The exercise :: Rewrite the records from the start through the line containing "[(513, 163)]", swapping "leaning wooden board" for "tilted wooden plank" and leaving everything else the same.
==== Record set
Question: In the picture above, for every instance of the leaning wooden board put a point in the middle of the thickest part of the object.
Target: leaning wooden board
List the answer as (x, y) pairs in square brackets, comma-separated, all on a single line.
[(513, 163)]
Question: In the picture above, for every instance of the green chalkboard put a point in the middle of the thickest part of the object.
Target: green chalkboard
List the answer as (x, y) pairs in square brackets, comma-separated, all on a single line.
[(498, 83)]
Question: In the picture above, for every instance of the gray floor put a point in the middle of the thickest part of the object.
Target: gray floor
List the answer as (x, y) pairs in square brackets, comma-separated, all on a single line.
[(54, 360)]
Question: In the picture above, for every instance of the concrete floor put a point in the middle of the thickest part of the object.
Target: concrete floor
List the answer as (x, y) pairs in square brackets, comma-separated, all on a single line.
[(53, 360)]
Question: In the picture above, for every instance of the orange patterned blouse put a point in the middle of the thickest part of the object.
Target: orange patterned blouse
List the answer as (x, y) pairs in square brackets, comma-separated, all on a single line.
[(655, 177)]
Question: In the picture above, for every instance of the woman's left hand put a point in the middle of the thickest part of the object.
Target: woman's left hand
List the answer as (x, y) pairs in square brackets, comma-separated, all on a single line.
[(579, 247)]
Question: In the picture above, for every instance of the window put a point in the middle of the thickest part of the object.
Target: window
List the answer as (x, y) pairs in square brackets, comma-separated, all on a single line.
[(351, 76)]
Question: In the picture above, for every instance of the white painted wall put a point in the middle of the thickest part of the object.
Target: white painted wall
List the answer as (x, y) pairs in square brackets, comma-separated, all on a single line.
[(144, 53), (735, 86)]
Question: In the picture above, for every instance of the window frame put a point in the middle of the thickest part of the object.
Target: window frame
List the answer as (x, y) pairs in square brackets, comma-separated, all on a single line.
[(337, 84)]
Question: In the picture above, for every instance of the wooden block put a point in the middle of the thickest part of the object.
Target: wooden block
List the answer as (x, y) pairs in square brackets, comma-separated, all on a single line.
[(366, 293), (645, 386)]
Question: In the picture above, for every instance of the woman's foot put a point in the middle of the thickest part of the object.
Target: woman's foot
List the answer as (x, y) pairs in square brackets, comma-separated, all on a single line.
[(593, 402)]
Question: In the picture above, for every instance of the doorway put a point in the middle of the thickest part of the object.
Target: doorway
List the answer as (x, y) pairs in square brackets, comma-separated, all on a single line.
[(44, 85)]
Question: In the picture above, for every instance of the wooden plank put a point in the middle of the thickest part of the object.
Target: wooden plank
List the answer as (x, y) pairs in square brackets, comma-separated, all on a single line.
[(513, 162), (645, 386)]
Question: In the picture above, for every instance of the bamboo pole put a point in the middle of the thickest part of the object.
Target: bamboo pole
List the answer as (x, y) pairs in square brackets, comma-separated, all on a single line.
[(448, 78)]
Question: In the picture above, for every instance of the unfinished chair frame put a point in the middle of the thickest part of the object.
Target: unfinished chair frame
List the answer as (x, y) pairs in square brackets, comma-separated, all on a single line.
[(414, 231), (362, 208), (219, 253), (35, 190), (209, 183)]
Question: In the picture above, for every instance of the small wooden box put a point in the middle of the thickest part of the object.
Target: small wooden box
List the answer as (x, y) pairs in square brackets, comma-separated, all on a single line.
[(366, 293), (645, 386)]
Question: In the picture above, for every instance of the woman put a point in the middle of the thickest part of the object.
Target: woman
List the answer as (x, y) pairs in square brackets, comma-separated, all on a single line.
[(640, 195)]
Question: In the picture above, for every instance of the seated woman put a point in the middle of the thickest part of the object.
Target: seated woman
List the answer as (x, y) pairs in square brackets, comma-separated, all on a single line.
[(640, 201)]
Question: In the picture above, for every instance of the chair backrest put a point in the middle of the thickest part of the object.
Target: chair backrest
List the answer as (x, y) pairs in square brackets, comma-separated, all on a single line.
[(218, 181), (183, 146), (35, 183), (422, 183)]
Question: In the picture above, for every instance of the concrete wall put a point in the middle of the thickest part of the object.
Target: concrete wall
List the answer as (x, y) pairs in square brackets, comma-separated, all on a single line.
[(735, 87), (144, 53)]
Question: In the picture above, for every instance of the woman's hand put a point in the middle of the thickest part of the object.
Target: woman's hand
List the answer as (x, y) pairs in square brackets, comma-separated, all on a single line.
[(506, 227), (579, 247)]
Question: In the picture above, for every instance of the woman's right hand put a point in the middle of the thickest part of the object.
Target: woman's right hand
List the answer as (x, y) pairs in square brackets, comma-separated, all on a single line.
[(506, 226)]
========
Written answer ::
Question: In the picture above, for every instance of the tilted wooden plank put a point in the middle of the thickest part of the object.
Target: tilted wooden plank
List the answer as (x, y) pairs in square brackets, comma-separated, all on a single line.
[(513, 163)]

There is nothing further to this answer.